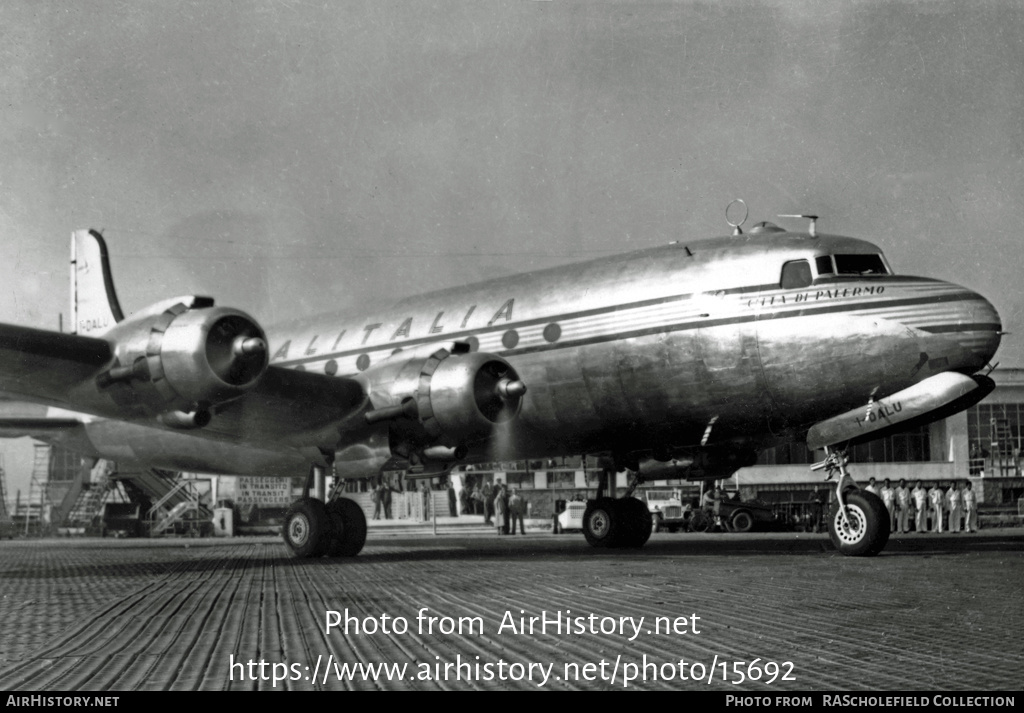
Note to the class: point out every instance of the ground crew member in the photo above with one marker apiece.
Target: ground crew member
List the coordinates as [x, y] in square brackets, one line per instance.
[378, 498]
[517, 512]
[938, 499]
[920, 496]
[902, 507]
[955, 501]
[889, 500]
[970, 508]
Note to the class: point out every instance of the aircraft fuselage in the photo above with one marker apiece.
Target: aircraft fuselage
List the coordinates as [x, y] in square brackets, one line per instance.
[705, 342]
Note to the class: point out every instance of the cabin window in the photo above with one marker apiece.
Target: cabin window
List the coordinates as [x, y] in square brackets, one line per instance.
[860, 264]
[796, 275]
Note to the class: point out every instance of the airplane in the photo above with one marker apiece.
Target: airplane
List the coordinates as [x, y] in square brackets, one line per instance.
[678, 361]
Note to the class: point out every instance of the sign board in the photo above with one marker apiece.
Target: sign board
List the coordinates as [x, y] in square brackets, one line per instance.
[268, 492]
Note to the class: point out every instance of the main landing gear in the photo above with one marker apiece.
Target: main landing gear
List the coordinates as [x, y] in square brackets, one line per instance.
[858, 521]
[312, 528]
[610, 522]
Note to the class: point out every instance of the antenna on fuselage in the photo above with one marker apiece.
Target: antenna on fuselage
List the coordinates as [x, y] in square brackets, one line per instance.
[811, 232]
[736, 229]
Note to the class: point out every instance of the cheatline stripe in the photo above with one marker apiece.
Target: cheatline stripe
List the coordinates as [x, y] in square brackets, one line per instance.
[702, 324]
[860, 305]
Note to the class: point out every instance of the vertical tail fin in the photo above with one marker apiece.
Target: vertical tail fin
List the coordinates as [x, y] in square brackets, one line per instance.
[94, 306]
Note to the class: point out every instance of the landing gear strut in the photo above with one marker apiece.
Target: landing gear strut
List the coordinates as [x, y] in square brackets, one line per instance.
[611, 522]
[312, 528]
[858, 521]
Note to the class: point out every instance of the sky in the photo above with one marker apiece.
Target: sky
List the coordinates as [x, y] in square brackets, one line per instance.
[290, 158]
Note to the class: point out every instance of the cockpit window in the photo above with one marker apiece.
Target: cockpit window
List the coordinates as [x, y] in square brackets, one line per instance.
[860, 264]
[796, 275]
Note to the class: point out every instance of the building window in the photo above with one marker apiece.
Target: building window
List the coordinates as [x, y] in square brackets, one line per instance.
[561, 478]
[994, 438]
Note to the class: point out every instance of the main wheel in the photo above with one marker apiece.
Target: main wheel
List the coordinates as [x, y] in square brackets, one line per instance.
[348, 528]
[602, 522]
[637, 521]
[742, 521]
[307, 528]
[866, 530]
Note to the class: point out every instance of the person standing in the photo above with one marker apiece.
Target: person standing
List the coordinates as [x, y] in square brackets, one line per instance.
[504, 495]
[920, 496]
[453, 500]
[386, 499]
[970, 508]
[501, 511]
[938, 499]
[517, 512]
[888, 496]
[488, 503]
[377, 497]
[816, 504]
[955, 501]
[425, 496]
[902, 507]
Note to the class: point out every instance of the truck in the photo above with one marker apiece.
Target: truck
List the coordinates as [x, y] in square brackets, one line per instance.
[667, 510]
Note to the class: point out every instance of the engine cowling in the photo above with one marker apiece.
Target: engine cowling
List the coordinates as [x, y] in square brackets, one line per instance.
[178, 359]
[446, 399]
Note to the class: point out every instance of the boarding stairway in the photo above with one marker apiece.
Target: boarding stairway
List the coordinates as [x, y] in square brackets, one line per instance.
[172, 504]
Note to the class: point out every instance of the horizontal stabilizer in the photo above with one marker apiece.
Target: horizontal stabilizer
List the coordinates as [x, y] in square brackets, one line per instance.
[94, 303]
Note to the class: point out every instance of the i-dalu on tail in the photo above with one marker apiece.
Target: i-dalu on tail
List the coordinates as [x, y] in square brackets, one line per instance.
[680, 361]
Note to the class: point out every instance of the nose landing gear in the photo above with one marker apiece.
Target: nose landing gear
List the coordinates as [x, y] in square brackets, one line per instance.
[858, 521]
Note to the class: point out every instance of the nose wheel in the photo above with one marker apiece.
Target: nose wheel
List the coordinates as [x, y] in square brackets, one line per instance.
[858, 520]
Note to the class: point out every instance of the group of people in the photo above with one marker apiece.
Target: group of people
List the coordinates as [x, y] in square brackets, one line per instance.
[509, 508]
[381, 496]
[933, 509]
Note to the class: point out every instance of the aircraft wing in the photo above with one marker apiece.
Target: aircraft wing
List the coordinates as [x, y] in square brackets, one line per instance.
[285, 409]
[46, 366]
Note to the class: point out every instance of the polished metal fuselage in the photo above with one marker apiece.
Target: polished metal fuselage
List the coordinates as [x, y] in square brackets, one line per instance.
[688, 344]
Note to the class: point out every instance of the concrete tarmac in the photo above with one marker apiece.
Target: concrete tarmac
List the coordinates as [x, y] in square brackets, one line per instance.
[721, 612]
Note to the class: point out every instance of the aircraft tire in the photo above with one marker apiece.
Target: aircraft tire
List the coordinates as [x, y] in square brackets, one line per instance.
[602, 522]
[700, 521]
[637, 522]
[307, 528]
[742, 521]
[348, 528]
[868, 531]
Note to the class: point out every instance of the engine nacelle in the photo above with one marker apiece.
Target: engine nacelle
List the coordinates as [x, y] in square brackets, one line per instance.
[445, 399]
[184, 355]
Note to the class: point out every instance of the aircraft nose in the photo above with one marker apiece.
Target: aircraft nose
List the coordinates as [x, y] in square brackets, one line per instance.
[984, 332]
[975, 324]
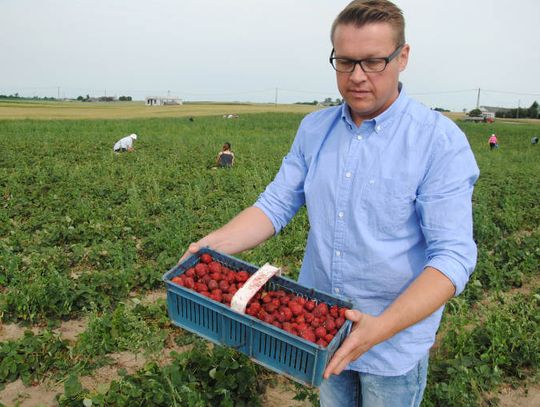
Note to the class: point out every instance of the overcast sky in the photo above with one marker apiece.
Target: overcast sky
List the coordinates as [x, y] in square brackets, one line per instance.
[255, 50]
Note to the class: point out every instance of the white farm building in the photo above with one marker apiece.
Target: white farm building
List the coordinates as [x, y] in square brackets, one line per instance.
[162, 100]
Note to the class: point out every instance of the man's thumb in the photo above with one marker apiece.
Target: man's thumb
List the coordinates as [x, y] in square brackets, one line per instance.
[353, 315]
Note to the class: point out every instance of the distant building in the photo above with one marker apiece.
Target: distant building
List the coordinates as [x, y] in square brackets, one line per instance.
[492, 110]
[162, 100]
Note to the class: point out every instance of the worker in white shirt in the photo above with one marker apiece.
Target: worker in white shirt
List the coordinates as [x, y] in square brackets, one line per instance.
[125, 144]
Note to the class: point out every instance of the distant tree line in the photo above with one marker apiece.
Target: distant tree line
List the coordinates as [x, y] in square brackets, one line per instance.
[16, 96]
[87, 98]
[325, 102]
[533, 112]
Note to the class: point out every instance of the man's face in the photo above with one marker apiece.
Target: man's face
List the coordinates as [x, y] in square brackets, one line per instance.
[368, 94]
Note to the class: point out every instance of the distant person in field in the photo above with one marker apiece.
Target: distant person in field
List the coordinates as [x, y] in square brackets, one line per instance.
[493, 143]
[125, 144]
[225, 157]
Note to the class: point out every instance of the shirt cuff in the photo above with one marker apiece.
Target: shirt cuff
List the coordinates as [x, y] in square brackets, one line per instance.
[453, 270]
[262, 207]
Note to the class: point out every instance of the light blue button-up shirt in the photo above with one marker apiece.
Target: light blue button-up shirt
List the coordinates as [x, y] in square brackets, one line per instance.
[384, 201]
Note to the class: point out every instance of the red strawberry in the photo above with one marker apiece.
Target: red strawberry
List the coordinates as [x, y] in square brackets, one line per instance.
[320, 332]
[322, 342]
[201, 269]
[310, 305]
[242, 276]
[206, 258]
[308, 335]
[201, 287]
[329, 324]
[321, 310]
[189, 283]
[339, 322]
[224, 285]
[295, 308]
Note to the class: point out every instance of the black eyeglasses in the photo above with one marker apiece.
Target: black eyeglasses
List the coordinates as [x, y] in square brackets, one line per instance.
[368, 65]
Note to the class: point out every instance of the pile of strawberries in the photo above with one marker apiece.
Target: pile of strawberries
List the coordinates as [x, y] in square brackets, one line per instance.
[314, 321]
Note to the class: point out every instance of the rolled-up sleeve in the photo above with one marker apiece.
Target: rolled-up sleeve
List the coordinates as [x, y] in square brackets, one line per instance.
[444, 205]
[285, 194]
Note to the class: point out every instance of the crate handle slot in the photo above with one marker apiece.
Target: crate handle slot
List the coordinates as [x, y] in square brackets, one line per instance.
[252, 285]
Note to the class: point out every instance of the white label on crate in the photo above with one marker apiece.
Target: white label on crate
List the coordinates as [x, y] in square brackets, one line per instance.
[252, 285]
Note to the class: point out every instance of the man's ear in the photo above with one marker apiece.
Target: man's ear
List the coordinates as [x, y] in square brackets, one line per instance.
[404, 57]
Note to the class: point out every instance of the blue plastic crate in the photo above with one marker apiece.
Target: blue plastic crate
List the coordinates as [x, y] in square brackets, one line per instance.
[274, 348]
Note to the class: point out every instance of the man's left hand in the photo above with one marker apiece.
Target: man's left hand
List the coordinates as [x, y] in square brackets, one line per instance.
[359, 341]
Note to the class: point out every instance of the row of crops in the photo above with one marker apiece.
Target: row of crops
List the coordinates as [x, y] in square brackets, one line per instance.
[86, 234]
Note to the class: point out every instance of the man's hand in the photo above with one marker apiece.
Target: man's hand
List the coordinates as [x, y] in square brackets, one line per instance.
[359, 341]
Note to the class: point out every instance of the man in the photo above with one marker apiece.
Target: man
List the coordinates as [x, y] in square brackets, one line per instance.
[493, 143]
[387, 184]
[125, 144]
[225, 157]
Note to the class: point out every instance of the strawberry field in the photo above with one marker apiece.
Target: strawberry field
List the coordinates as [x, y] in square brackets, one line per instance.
[86, 235]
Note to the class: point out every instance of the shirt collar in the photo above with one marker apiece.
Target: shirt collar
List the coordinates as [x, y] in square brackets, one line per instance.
[381, 121]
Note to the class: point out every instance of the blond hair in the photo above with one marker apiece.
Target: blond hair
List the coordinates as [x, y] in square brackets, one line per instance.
[362, 12]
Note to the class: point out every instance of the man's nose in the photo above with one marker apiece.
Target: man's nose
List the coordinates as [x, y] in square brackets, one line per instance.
[358, 74]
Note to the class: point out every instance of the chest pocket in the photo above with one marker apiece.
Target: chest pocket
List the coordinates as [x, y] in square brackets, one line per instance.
[388, 204]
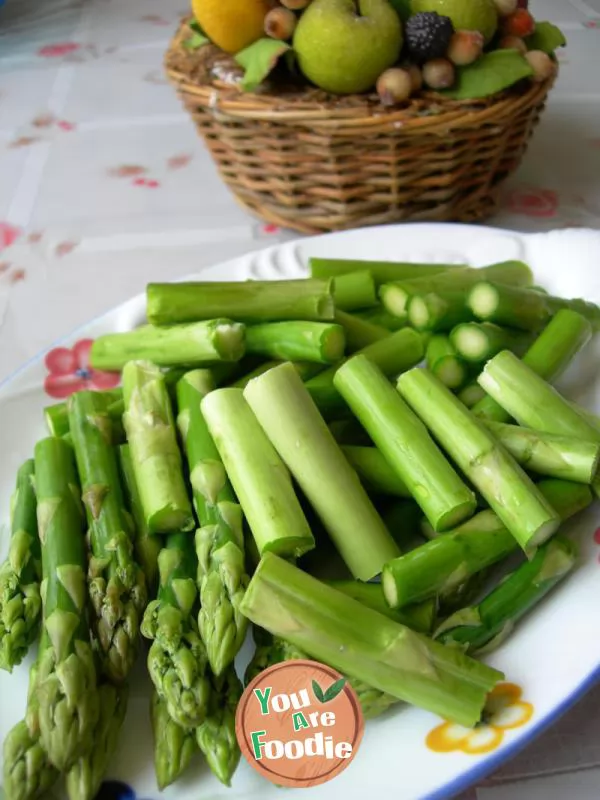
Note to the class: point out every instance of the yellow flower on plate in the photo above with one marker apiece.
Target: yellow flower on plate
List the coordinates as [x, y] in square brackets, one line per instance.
[504, 711]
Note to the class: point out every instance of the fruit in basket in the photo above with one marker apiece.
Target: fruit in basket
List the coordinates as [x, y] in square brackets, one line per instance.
[280, 23]
[231, 24]
[427, 36]
[394, 86]
[466, 15]
[344, 51]
[465, 47]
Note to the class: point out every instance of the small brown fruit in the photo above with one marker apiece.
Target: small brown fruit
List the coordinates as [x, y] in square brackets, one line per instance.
[280, 23]
[394, 86]
[439, 73]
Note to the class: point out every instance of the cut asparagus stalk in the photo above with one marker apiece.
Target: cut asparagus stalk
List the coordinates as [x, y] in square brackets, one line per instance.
[418, 617]
[396, 295]
[157, 466]
[85, 778]
[174, 746]
[220, 539]
[249, 301]
[358, 332]
[547, 454]
[549, 356]
[354, 290]
[20, 575]
[405, 443]
[292, 422]
[437, 311]
[392, 355]
[66, 688]
[177, 660]
[374, 471]
[445, 363]
[483, 628]
[216, 736]
[146, 546]
[117, 586]
[259, 477]
[340, 631]
[319, 342]
[195, 344]
[442, 565]
[509, 491]
[522, 308]
[478, 342]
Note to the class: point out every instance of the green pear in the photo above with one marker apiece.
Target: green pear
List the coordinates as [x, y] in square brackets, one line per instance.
[343, 46]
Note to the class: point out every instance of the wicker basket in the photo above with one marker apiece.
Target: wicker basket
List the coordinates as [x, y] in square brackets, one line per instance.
[305, 160]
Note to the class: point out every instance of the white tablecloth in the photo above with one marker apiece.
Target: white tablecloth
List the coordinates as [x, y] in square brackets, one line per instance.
[104, 186]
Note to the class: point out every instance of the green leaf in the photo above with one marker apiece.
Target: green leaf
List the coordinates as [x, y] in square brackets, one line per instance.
[318, 692]
[547, 37]
[258, 60]
[492, 73]
[334, 689]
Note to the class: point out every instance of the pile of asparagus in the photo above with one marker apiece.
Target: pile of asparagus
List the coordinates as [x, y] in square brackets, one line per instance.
[274, 448]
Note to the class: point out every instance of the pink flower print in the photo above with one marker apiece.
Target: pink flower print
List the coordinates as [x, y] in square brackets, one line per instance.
[8, 234]
[58, 50]
[533, 202]
[69, 371]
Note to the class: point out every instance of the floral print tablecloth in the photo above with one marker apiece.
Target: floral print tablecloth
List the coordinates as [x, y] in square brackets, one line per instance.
[104, 185]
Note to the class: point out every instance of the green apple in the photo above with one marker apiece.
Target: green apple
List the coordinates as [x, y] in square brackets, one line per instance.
[343, 46]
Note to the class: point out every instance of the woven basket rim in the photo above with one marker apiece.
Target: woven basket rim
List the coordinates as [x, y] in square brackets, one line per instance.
[309, 104]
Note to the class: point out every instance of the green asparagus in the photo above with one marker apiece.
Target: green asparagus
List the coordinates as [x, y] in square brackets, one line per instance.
[20, 575]
[152, 437]
[116, 583]
[220, 538]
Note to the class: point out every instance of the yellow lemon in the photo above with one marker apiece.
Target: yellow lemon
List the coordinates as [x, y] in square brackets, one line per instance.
[231, 24]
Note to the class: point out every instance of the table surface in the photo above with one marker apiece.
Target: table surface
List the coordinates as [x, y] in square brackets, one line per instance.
[104, 186]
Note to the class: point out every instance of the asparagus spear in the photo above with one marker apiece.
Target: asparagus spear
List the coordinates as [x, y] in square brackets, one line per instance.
[117, 585]
[437, 311]
[548, 356]
[382, 271]
[249, 301]
[292, 422]
[259, 477]
[358, 332]
[478, 342]
[396, 295]
[174, 746]
[493, 471]
[482, 628]
[522, 308]
[547, 454]
[354, 290]
[216, 735]
[196, 343]
[445, 363]
[374, 471]
[321, 342]
[446, 562]
[394, 354]
[66, 688]
[86, 776]
[177, 660]
[157, 466]
[338, 630]
[405, 443]
[145, 546]
[220, 538]
[20, 574]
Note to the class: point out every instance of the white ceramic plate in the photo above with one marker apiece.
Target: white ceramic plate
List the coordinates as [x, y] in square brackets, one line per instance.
[553, 657]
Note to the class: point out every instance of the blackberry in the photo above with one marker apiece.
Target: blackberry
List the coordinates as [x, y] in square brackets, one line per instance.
[428, 36]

════════

• _TASK STATEMENT_: Reproduce the records above from the line containing "Note to the class: point out every instance of the asparagus" through the end of the records, requests included, and raise every coordinate value in the answers by 65.

• _ANSWER TO THE EXERCISE_:
Note to the class: point out every instance of the asparagus spear in the photo above with one marker apiece.
Target: asparagus spear
List the coordinates as [x, y] in square brackets, one line per instance.
[182, 650]
[502, 376]
[613, 421]
[447, 336]
[314, 366]
[357, 487]
[324, 542]
[423, 397]
[543, 407]
[461, 360]
[239, 811]
[558, 536]
[547, 693]
[587, 373]
[612, 519]
[419, 355]
[281, 800]
[261, 408]
[510, 428]
[439, 536]
[386, 407]
[511, 627]
[459, 419]
[131, 753]
[151, 841]
[242, 725]
[222, 531]
[403, 695]
[470, 508]
[210, 611]
[285, 603]
[85, 639]
Note to the class: point out every instance of the white ceramic plate in the photo above with one marker apiece.
Target: white ceramic plate
List the coordinates as [x, y] in square brackets, one line per instance.
[618, 722]
Note to the class: point out every instance of the blackberry in the photo above with one marker apiece.
Target: blackberry
List the coordinates as [x, y] in square brackets, one line per instance.
[493, 101]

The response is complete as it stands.